→ **Work to do**: Return every line of the data that contains the string "Target", copying each such line in full.

→ **Excerpted records**:

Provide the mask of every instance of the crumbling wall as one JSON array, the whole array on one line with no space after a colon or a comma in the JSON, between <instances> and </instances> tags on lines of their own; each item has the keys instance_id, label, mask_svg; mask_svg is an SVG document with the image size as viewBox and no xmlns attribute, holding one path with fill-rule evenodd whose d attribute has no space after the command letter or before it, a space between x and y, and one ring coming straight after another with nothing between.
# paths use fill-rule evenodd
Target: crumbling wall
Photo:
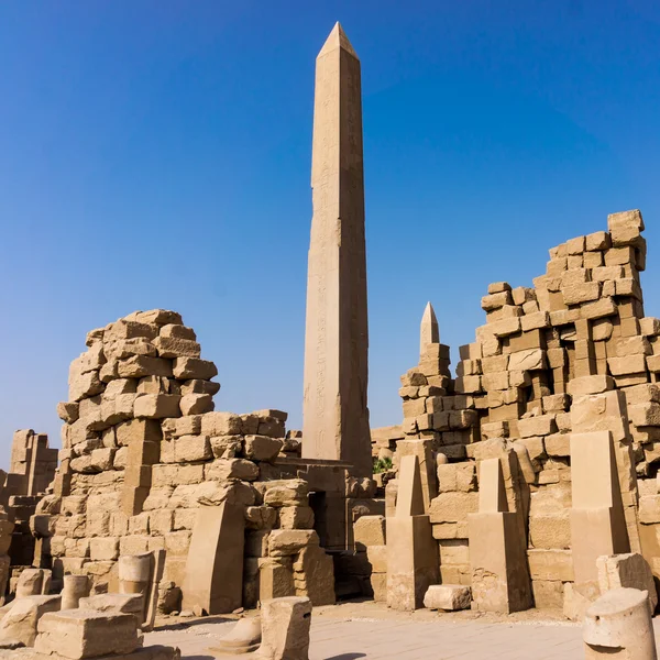
<instances>
[{"instance_id":1,"label":"crumbling wall","mask_svg":"<svg viewBox=\"0 0 660 660\"><path fill-rule=\"evenodd\" d=\"M134 312L89 332L87 345L58 406L61 465L33 518L47 541L35 564L52 564L56 585L65 573L88 574L96 590L114 591L120 556L164 549L162 592L176 603L200 507L227 503L244 512L243 525L220 532L222 543L245 529L245 572L237 565L232 579L239 604L296 594L329 602L332 560L312 529L308 483L279 480L290 474L275 465L299 454L287 415L215 411L216 365L176 312ZM272 564L279 582L268 583ZM273 593L283 582L289 593Z\"/></svg>"},{"instance_id":2,"label":"crumbling wall","mask_svg":"<svg viewBox=\"0 0 660 660\"><path fill-rule=\"evenodd\" d=\"M443 582L472 580L468 516L477 510L480 461L499 443L536 605L561 607L574 579L571 432L603 430L614 441L630 549L641 549L660 578L660 320L644 312L641 213L614 213L607 223L607 232L550 250L532 288L488 287L486 323L461 346L455 378L439 340L402 376L406 439L440 459L429 514Z\"/></svg>"}]
</instances>

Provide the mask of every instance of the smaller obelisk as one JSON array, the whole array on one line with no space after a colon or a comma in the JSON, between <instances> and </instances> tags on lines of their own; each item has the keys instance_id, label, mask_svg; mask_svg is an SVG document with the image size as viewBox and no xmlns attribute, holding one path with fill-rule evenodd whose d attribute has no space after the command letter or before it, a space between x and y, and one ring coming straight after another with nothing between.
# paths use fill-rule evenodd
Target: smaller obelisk
<instances>
[{"instance_id":1,"label":"smaller obelisk","mask_svg":"<svg viewBox=\"0 0 660 660\"><path fill-rule=\"evenodd\" d=\"M433 306L427 302L419 328L419 358L424 359L430 343L440 343L440 330Z\"/></svg>"}]
</instances>

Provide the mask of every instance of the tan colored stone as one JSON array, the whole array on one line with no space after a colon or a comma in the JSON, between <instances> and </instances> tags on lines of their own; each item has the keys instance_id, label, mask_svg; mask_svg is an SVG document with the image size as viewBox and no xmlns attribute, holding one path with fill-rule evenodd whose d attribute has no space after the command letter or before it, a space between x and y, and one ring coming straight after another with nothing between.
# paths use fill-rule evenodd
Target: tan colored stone
<instances>
[{"instance_id":1,"label":"tan colored stone","mask_svg":"<svg viewBox=\"0 0 660 660\"><path fill-rule=\"evenodd\" d=\"M428 609L455 612L469 609L472 591L462 584L431 584L424 597L424 606Z\"/></svg>"},{"instance_id":2,"label":"tan colored stone","mask_svg":"<svg viewBox=\"0 0 660 660\"><path fill-rule=\"evenodd\" d=\"M57 612L59 607L59 596L33 595L16 598L0 620L0 638L12 639L26 647L34 646L40 619L48 612Z\"/></svg>"},{"instance_id":3,"label":"tan colored stone","mask_svg":"<svg viewBox=\"0 0 660 660\"><path fill-rule=\"evenodd\" d=\"M199 509L187 552L183 607L227 614L241 606L244 526L241 506L224 502Z\"/></svg>"},{"instance_id":4,"label":"tan colored stone","mask_svg":"<svg viewBox=\"0 0 660 660\"><path fill-rule=\"evenodd\" d=\"M212 362L199 358L175 358L172 372L175 378L182 381L191 378L209 381L218 375L218 367Z\"/></svg>"},{"instance_id":5,"label":"tan colored stone","mask_svg":"<svg viewBox=\"0 0 660 660\"><path fill-rule=\"evenodd\" d=\"M353 539L356 549L371 546L385 546L385 516L361 516L353 524Z\"/></svg>"},{"instance_id":6,"label":"tan colored stone","mask_svg":"<svg viewBox=\"0 0 660 660\"><path fill-rule=\"evenodd\" d=\"M131 614L67 609L42 616L34 650L80 660L131 653L139 645L138 620Z\"/></svg>"},{"instance_id":7,"label":"tan colored stone","mask_svg":"<svg viewBox=\"0 0 660 660\"><path fill-rule=\"evenodd\" d=\"M612 654L629 660L657 660L646 592L616 588L603 594L586 610L583 638L587 660Z\"/></svg>"},{"instance_id":8,"label":"tan colored stone","mask_svg":"<svg viewBox=\"0 0 660 660\"><path fill-rule=\"evenodd\" d=\"M658 592L653 573L647 560L637 552L598 557L598 586L604 594L613 588L637 588L649 595L650 612L658 606Z\"/></svg>"},{"instance_id":9,"label":"tan colored stone","mask_svg":"<svg viewBox=\"0 0 660 660\"><path fill-rule=\"evenodd\" d=\"M311 601L288 596L262 602L262 644L265 660L307 660Z\"/></svg>"}]
</instances>

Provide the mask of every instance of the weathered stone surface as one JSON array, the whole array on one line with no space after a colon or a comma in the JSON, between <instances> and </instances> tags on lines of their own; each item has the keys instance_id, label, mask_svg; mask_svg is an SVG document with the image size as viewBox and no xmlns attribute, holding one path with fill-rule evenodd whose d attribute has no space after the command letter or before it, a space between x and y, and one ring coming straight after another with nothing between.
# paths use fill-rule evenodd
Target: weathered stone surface
<instances>
[{"instance_id":1,"label":"weathered stone surface","mask_svg":"<svg viewBox=\"0 0 660 660\"><path fill-rule=\"evenodd\" d=\"M267 660L307 660L311 601L289 596L262 603L262 645L258 653Z\"/></svg>"},{"instance_id":2,"label":"weathered stone surface","mask_svg":"<svg viewBox=\"0 0 660 660\"><path fill-rule=\"evenodd\" d=\"M218 375L218 367L212 362L199 358L176 358L173 363L173 374L182 381L191 378L209 381Z\"/></svg>"},{"instance_id":3,"label":"weathered stone surface","mask_svg":"<svg viewBox=\"0 0 660 660\"><path fill-rule=\"evenodd\" d=\"M344 460L366 476L372 457L360 61L339 24L316 66L302 457Z\"/></svg>"},{"instance_id":4,"label":"weathered stone surface","mask_svg":"<svg viewBox=\"0 0 660 660\"><path fill-rule=\"evenodd\" d=\"M48 612L57 612L59 607L59 596L35 595L15 600L0 622L0 638L34 646L41 617Z\"/></svg>"},{"instance_id":5,"label":"weathered stone surface","mask_svg":"<svg viewBox=\"0 0 660 660\"><path fill-rule=\"evenodd\" d=\"M245 457L253 461L274 461L282 449L284 441L279 438L267 436L245 436Z\"/></svg>"},{"instance_id":6,"label":"weathered stone surface","mask_svg":"<svg viewBox=\"0 0 660 660\"><path fill-rule=\"evenodd\" d=\"M139 644L138 620L133 615L67 609L42 616L34 650L80 660L131 653Z\"/></svg>"},{"instance_id":7,"label":"weathered stone surface","mask_svg":"<svg viewBox=\"0 0 660 660\"><path fill-rule=\"evenodd\" d=\"M604 594L613 588L626 587L648 592L651 613L658 606L658 592L651 568L647 560L636 552L598 557L598 586Z\"/></svg>"},{"instance_id":8,"label":"weathered stone surface","mask_svg":"<svg viewBox=\"0 0 660 660\"><path fill-rule=\"evenodd\" d=\"M371 546L385 546L385 516L361 516L353 525L356 548L364 550Z\"/></svg>"},{"instance_id":9,"label":"weathered stone surface","mask_svg":"<svg viewBox=\"0 0 660 660\"><path fill-rule=\"evenodd\" d=\"M314 529L274 529L268 537L268 554L288 557L307 546L318 544L319 536Z\"/></svg>"},{"instance_id":10,"label":"weathered stone surface","mask_svg":"<svg viewBox=\"0 0 660 660\"><path fill-rule=\"evenodd\" d=\"M472 601L472 590L462 584L431 584L425 597L424 606L429 609L469 609Z\"/></svg>"}]
</instances>

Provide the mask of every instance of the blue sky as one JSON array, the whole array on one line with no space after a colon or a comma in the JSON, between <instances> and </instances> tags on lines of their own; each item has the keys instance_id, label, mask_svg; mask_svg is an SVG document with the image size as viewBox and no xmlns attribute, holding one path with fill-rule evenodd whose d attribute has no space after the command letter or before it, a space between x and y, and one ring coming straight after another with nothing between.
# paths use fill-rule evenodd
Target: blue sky
<instances>
[{"instance_id":1,"label":"blue sky","mask_svg":"<svg viewBox=\"0 0 660 660\"><path fill-rule=\"evenodd\" d=\"M443 343L487 284L641 208L660 316L660 6L114 0L0 3L0 465L59 444L87 330L184 315L217 409L301 422L314 64L362 61L372 426L402 418L427 300Z\"/></svg>"}]
</instances>

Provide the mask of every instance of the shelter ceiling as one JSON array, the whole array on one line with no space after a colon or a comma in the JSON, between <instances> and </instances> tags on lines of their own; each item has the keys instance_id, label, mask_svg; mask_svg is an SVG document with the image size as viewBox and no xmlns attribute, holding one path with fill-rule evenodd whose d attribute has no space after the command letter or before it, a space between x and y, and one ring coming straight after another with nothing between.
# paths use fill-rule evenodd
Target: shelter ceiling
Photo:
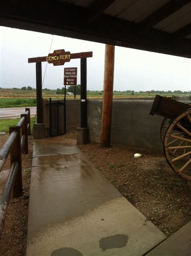
<instances>
[{"instance_id":1,"label":"shelter ceiling","mask_svg":"<svg viewBox=\"0 0 191 256\"><path fill-rule=\"evenodd\" d=\"M190 58L190 0L7 0L0 25Z\"/></svg>"}]
</instances>

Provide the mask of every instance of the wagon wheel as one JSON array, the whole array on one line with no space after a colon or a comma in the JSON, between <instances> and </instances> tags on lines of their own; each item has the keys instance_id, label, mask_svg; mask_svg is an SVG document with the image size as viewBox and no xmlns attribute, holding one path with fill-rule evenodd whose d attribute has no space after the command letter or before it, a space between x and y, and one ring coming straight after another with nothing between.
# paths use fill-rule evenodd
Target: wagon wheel
<instances>
[{"instance_id":1,"label":"wagon wheel","mask_svg":"<svg viewBox=\"0 0 191 256\"><path fill-rule=\"evenodd\" d=\"M172 169L191 181L191 108L172 122L165 134L164 147L166 160ZM178 156L175 156L176 154Z\"/></svg>"},{"instance_id":2,"label":"wagon wheel","mask_svg":"<svg viewBox=\"0 0 191 256\"><path fill-rule=\"evenodd\" d=\"M189 104L191 105L191 103L185 103L186 104ZM162 122L161 126L160 127L160 138L162 143L163 143L164 139L164 135L165 135L166 132L167 128L171 122L170 119L168 118L164 118L163 119L163 121Z\"/></svg>"}]
</instances>

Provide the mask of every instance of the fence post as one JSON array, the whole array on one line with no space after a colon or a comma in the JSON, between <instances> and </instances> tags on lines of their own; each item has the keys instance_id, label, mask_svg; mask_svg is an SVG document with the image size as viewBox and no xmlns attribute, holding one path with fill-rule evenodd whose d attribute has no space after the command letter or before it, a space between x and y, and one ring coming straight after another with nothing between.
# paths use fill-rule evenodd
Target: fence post
<instances>
[{"instance_id":1,"label":"fence post","mask_svg":"<svg viewBox=\"0 0 191 256\"><path fill-rule=\"evenodd\" d=\"M13 131L18 132L16 140L10 152L10 166L11 166L12 164L15 161L19 163L17 172L12 189L12 197L14 198L16 198L23 195L20 127L15 126L9 127L9 134Z\"/></svg>"},{"instance_id":2,"label":"fence post","mask_svg":"<svg viewBox=\"0 0 191 256\"><path fill-rule=\"evenodd\" d=\"M30 113L30 109L25 108L25 111L28 111L29 113L27 115L27 130L28 130L28 135L31 135L31 115ZM29 127L28 127L28 124L29 124Z\"/></svg>"},{"instance_id":3,"label":"fence post","mask_svg":"<svg viewBox=\"0 0 191 256\"><path fill-rule=\"evenodd\" d=\"M26 135L24 141L23 148L21 151L23 154L28 154L28 133L27 133L27 114L21 114L21 118L23 117L25 118L25 121L21 125L21 138L23 135Z\"/></svg>"}]
</instances>

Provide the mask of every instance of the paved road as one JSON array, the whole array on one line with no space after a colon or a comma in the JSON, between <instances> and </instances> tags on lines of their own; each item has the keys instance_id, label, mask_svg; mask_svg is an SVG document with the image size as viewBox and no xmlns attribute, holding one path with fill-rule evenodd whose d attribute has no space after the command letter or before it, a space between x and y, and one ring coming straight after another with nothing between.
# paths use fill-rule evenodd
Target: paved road
<instances>
[{"instance_id":1,"label":"paved road","mask_svg":"<svg viewBox=\"0 0 191 256\"><path fill-rule=\"evenodd\" d=\"M29 107L31 115L34 115L36 113L36 107ZM25 112L25 107L9 107L4 109L0 109L0 119L5 118L16 118L20 116L21 114L24 114Z\"/></svg>"}]
</instances>

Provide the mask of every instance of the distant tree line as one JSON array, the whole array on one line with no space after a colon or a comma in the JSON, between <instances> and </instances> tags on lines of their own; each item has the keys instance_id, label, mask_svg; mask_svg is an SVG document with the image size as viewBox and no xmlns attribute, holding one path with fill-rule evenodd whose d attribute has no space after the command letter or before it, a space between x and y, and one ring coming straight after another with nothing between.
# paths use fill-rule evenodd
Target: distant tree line
<instances>
[{"instance_id":1,"label":"distant tree line","mask_svg":"<svg viewBox=\"0 0 191 256\"><path fill-rule=\"evenodd\" d=\"M71 86L66 89L66 92L72 92L74 94L75 90L75 86ZM65 88L62 87L62 89L58 88L56 89L56 94L64 94ZM80 94L80 85L78 84L76 86L76 94L79 95Z\"/></svg>"},{"instance_id":2,"label":"distant tree line","mask_svg":"<svg viewBox=\"0 0 191 256\"><path fill-rule=\"evenodd\" d=\"M148 93L149 91L139 91L139 92L135 92L134 90L127 90L126 91L114 91L114 92L123 92L124 93L131 93L131 94L134 94L135 92L137 93ZM152 90L149 91L151 93L156 94L185 94L186 93L190 94L191 93L191 91L182 91L180 90L174 90L173 91L168 90L168 91L159 91L155 90Z\"/></svg>"}]
</instances>

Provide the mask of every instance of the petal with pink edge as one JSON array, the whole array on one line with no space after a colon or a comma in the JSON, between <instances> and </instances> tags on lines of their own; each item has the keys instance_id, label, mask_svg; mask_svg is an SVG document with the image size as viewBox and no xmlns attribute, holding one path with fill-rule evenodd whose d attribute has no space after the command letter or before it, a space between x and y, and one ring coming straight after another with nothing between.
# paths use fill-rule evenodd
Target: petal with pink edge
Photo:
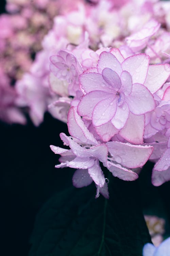
<instances>
[{"instance_id":1,"label":"petal with pink edge","mask_svg":"<svg viewBox=\"0 0 170 256\"><path fill-rule=\"evenodd\" d=\"M103 141L108 141L119 130L116 129L110 121L104 125L95 127L97 134Z\"/></svg>"},{"instance_id":2,"label":"petal with pink edge","mask_svg":"<svg viewBox=\"0 0 170 256\"><path fill-rule=\"evenodd\" d=\"M153 152L151 146L131 145L118 142L107 142L108 150L114 161L128 168L143 166Z\"/></svg>"},{"instance_id":3,"label":"petal with pink edge","mask_svg":"<svg viewBox=\"0 0 170 256\"><path fill-rule=\"evenodd\" d=\"M168 181L170 181L170 167L165 171L161 171L153 169L152 174L152 183L153 185L156 186L160 186Z\"/></svg>"},{"instance_id":4,"label":"petal with pink edge","mask_svg":"<svg viewBox=\"0 0 170 256\"><path fill-rule=\"evenodd\" d=\"M80 76L79 81L82 88L88 93L93 91L102 91L111 93L113 90L103 78L101 74L85 73Z\"/></svg>"},{"instance_id":5,"label":"petal with pink edge","mask_svg":"<svg viewBox=\"0 0 170 256\"><path fill-rule=\"evenodd\" d=\"M95 126L106 124L114 116L117 108L116 98L110 97L103 100L94 108L92 114L92 122Z\"/></svg>"},{"instance_id":6,"label":"petal with pink edge","mask_svg":"<svg viewBox=\"0 0 170 256\"><path fill-rule=\"evenodd\" d=\"M111 53L103 52L99 56L97 66L99 73L101 73L105 68L112 69L119 75L120 75L122 71L121 64L114 55Z\"/></svg>"},{"instance_id":7,"label":"petal with pink edge","mask_svg":"<svg viewBox=\"0 0 170 256\"><path fill-rule=\"evenodd\" d=\"M87 169L77 169L72 178L73 185L77 188L86 187L91 184L92 181Z\"/></svg>"},{"instance_id":8,"label":"petal with pink edge","mask_svg":"<svg viewBox=\"0 0 170 256\"><path fill-rule=\"evenodd\" d=\"M71 108L68 112L67 126L69 133L73 137L87 144L96 145L98 144L74 107Z\"/></svg>"},{"instance_id":9,"label":"petal with pink edge","mask_svg":"<svg viewBox=\"0 0 170 256\"><path fill-rule=\"evenodd\" d=\"M121 91L123 91L125 95L129 95L132 89L132 76L129 72L124 70L121 74L120 79L122 83Z\"/></svg>"},{"instance_id":10,"label":"petal with pink edge","mask_svg":"<svg viewBox=\"0 0 170 256\"><path fill-rule=\"evenodd\" d=\"M81 116L91 118L95 106L102 100L109 97L110 95L101 91L91 91L81 99L77 107L78 114Z\"/></svg>"},{"instance_id":11,"label":"petal with pink edge","mask_svg":"<svg viewBox=\"0 0 170 256\"><path fill-rule=\"evenodd\" d=\"M153 110L156 104L153 95L144 85L134 84L130 95L126 97L130 111L134 115L141 115Z\"/></svg>"},{"instance_id":12,"label":"petal with pink edge","mask_svg":"<svg viewBox=\"0 0 170 256\"><path fill-rule=\"evenodd\" d=\"M125 59L122 63L123 70L132 76L133 84L143 84L147 77L149 56L144 53L134 55Z\"/></svg>"},{"instance_id":13,"label":"petal with pink edge","mask_svg":"<svg viewBox=\"0 0 170 256\"><path fill-rule=\"evenodd\" d=\"M144 116L137 116L131 112L124 127L119 134L131 143L142 144L144 129Z\"/></svg>"},{"instance_id":14,"label":"petal with pink edge","mask_svg":"<svg viewBox=\"0 0 170 256\"><path fill-rule=\"evenodd\" d=\"M165 171L170 166L170 148L168 148L159 161L156 163L154 169L156 171Z\"/></svg>"},{"instance_id":15,"label":"petal with pink edge","mask_svg":"<svg viewBox=\"0 0 170 256\"><path fill-rule=\"evenodd\" d=\"M105 183L105 179L98 161L95 161L93 166L88 168L88 171L96 185L100 187L103 187Z\"/></svg>"},{"instance_id":16,"label":"petal with pink edge","mask_svg":"<svg viewBox=\"0 0 170 256\"><path fill-rule=\"evenodd\" d=\"M120 63L121 63L124 60L123 55L118 48L112 48L110 52L114 55Z\"/></svg>"},{"instance_id":17,"label":"petal with pink edge","mask_svg":"<svg viewBox=\"0 0 170 256\"><path fill-rule=\"evenodd\" d=\"M120 165L116 165L108 161L107 165L108 168L113 176L123 181L132 181L138 178L138 175L135 172L122 167Z\"/></svg>"},{"instance_id":18,"label":"petal with pink edge","mask_svg":"<svg viewBox=\"0 0 170 256\"><path fill-rule=\"evenodd\" d=\"M111 120L112 123L117 129L122 129L126 122L129 115L129 110L127 103L118 106L115 114Z\"/></svg>"},{"instance_id":19,"label":"petal with pink edge","mask_svg":"<svg viewBox=\"0 0 170 256\"><path fill-rule=\"evenodd\" d=\"M170 75L169 64L150 65L144 85L152 93L154 93L160 88Z\"/></svg>"}]
</instances>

→ **Result for this exercise**:
Target: crumbling wall
Target: smaller obelisk
Target: tan colored stone
Target: weathered stone surface
Target: blue sky
Target: shelter ceiling
Target: wagon wheel
Target: fence post
Target: paved road
Target: distant tree line
Target: petal with pink edge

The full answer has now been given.